* EXERCISE INPUTS *
###

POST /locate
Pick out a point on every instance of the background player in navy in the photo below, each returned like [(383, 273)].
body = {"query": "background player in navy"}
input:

###

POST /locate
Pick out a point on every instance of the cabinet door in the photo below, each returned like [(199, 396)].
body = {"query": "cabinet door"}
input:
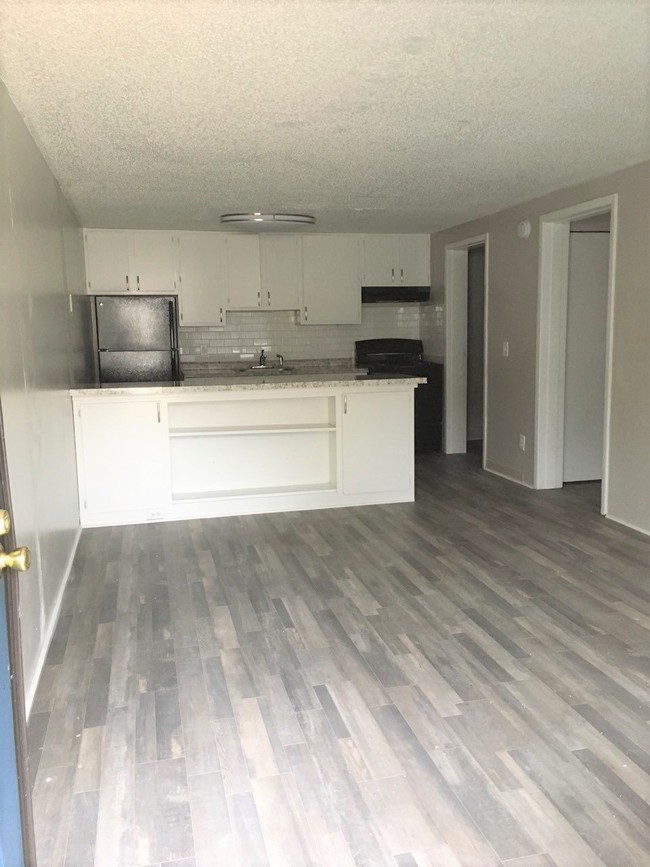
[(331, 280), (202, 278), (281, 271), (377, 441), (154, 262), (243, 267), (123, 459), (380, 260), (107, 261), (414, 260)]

###

* REQUIRED ACTION *
Find and copy each line of the data where "returned" is present.

* WRITTEN ANSWER *
Pick out a point on every instance of the background player in navy in the photo below, each returned like [(383, 273)].
Pick out a point on every instance of the cabinet door in the photo below, each returned like [(199, 396)].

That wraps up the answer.